Job ->
Can you put the lines of the entries into a numbered list, starting at the line containing "Please trace the outline of every instance of the soap" and ending at the line containing "[[[24,86],[13,72],[0,73],[0,120],[14,122],[25,108]]]", with blank lines left out?

(Entries for segmentation labeling)
====
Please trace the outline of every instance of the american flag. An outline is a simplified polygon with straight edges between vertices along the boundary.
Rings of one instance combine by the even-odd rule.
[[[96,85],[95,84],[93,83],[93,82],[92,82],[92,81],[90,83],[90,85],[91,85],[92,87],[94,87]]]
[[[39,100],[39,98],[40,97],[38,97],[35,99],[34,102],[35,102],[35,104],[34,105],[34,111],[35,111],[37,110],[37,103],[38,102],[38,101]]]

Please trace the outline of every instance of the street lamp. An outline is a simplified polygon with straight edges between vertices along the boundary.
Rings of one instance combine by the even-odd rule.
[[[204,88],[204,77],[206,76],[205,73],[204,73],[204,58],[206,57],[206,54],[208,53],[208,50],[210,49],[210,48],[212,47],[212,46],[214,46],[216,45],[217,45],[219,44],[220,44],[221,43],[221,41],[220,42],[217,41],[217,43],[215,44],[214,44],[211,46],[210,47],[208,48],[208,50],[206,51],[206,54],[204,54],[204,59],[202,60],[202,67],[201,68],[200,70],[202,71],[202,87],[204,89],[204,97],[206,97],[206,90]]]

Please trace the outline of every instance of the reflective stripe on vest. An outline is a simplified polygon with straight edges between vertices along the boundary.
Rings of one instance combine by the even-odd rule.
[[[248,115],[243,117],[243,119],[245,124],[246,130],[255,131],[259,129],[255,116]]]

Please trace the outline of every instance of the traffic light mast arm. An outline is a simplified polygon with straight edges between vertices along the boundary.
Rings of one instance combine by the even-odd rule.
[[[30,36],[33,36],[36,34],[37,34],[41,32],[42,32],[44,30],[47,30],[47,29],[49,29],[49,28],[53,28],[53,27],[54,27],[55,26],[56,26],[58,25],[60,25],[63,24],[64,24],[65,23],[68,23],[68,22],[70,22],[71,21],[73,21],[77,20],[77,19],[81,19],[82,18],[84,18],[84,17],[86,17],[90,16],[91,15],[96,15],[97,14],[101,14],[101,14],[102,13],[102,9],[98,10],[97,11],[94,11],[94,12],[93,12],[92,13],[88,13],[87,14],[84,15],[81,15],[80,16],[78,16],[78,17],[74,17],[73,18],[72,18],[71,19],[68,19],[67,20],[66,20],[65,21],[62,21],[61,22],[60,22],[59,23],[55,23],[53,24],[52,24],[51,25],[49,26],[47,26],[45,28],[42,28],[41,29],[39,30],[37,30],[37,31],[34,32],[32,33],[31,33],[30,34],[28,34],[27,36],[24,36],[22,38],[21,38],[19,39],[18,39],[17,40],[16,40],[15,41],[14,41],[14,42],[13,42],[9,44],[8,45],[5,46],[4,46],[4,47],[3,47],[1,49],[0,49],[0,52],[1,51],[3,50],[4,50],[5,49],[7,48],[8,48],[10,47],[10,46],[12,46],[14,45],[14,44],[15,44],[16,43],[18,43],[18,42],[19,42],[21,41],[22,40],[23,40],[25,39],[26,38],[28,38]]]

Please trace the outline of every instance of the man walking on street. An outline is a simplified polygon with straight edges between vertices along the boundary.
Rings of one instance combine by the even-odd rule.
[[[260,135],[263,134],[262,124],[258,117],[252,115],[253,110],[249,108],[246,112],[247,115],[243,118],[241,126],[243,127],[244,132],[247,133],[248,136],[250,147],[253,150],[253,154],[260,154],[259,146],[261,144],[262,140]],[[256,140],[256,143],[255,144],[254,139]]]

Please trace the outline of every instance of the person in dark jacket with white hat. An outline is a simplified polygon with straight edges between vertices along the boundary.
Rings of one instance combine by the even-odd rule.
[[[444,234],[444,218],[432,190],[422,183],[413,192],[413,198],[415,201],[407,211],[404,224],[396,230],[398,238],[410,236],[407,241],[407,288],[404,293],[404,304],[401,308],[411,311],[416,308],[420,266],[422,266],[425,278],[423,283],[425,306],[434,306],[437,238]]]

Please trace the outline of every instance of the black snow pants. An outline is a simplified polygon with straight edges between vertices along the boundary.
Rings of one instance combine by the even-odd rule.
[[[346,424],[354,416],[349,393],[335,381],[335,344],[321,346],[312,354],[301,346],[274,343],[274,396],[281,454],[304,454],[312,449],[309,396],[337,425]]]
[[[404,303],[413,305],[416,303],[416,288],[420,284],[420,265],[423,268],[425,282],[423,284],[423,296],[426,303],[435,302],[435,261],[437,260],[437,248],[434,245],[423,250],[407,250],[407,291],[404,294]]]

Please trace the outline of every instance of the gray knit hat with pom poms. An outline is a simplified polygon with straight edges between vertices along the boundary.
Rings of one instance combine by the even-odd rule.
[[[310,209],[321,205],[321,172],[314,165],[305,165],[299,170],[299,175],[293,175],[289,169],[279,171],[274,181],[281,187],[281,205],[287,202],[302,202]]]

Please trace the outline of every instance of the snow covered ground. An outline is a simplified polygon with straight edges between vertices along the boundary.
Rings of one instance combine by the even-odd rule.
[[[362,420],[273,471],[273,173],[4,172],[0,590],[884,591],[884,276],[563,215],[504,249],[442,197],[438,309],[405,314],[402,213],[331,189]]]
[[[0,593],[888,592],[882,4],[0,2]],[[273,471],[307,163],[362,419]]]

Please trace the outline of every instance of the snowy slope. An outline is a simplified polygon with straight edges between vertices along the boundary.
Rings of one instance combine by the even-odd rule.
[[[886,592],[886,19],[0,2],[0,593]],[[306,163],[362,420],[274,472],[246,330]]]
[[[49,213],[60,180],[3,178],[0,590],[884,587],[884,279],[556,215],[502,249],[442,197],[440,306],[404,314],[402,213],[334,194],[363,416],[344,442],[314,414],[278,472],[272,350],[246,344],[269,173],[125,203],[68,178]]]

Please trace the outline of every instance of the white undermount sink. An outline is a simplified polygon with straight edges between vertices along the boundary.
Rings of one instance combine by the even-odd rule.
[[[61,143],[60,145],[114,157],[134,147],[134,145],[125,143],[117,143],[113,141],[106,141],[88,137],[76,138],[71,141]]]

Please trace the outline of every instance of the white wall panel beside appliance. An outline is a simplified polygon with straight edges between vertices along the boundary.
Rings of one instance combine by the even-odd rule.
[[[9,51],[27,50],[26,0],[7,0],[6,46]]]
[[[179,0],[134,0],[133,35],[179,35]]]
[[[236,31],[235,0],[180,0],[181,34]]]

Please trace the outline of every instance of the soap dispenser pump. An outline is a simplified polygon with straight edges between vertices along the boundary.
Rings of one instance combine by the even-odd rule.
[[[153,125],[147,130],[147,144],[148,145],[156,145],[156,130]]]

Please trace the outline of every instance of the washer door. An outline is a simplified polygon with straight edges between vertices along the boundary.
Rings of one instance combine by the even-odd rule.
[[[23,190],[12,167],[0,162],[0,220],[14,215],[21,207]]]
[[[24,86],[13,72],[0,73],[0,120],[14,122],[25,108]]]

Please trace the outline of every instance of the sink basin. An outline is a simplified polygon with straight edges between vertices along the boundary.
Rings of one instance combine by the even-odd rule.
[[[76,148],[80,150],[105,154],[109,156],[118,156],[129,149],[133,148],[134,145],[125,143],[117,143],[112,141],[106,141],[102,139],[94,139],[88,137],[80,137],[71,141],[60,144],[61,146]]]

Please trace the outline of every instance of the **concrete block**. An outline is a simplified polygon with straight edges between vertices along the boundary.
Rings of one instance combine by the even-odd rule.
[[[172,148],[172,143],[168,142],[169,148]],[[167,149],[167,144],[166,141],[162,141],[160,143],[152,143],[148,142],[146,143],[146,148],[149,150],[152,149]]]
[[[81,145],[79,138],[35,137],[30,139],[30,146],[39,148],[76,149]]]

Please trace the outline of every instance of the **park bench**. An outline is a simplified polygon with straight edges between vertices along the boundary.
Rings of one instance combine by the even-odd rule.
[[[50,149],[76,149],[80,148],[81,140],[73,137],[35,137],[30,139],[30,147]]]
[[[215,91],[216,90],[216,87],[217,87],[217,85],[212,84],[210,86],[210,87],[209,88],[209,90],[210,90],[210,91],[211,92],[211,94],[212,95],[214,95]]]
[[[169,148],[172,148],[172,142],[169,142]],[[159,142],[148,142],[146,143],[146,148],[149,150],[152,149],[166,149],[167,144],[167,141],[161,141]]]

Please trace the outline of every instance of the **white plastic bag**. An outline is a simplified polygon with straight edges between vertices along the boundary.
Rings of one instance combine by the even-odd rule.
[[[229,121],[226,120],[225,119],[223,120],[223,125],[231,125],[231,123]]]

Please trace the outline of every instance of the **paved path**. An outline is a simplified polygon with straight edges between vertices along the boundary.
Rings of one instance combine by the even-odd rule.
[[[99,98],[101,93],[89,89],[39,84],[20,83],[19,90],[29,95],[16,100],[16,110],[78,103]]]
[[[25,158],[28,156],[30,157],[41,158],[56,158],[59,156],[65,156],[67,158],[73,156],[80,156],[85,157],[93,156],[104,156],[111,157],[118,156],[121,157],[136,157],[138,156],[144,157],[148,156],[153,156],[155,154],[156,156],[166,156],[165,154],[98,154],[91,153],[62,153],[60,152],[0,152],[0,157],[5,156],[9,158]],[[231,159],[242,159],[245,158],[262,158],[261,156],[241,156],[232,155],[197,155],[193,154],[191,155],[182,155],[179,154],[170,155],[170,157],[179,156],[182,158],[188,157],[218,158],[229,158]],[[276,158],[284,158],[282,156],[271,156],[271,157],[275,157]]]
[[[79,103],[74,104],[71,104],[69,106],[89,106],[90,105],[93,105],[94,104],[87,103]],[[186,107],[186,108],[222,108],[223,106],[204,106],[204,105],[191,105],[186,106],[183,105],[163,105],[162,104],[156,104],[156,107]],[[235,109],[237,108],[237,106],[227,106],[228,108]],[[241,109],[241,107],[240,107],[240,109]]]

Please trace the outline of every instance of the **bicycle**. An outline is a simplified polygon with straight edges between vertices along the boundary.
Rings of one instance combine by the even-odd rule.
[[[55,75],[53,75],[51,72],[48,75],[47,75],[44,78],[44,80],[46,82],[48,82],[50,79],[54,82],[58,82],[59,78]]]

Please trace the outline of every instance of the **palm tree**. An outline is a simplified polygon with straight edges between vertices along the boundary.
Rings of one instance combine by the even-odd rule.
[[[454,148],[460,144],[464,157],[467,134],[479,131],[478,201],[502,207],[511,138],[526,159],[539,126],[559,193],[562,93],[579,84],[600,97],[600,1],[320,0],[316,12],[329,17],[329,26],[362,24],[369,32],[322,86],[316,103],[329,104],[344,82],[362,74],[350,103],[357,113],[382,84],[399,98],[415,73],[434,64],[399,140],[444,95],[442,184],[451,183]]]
====
Solved exercise ->
1. Please trace the outline of every instance of the soap dispenser pump. An outline is a simplified polygon with straight edges between vertices along the boundary.
2. Rings of one instance combine by the even-odd rule.
3. [[[153,125],[147,130],[147,144],[148,145],[156,145],[156,130]]]
4. Please trace the outline of every instance of the washer door. An outline is a simplified polygon with straight edges between vertices along the boundary.
5. Rings of one instance combine by the even-odd rule.
6. [[[23,190],[12,167],[0,162],[0,220],[14,215],[21,207]]]
7. [[[24,86],[13,72],[0,73],[0,120],[14,122],[25,108]]]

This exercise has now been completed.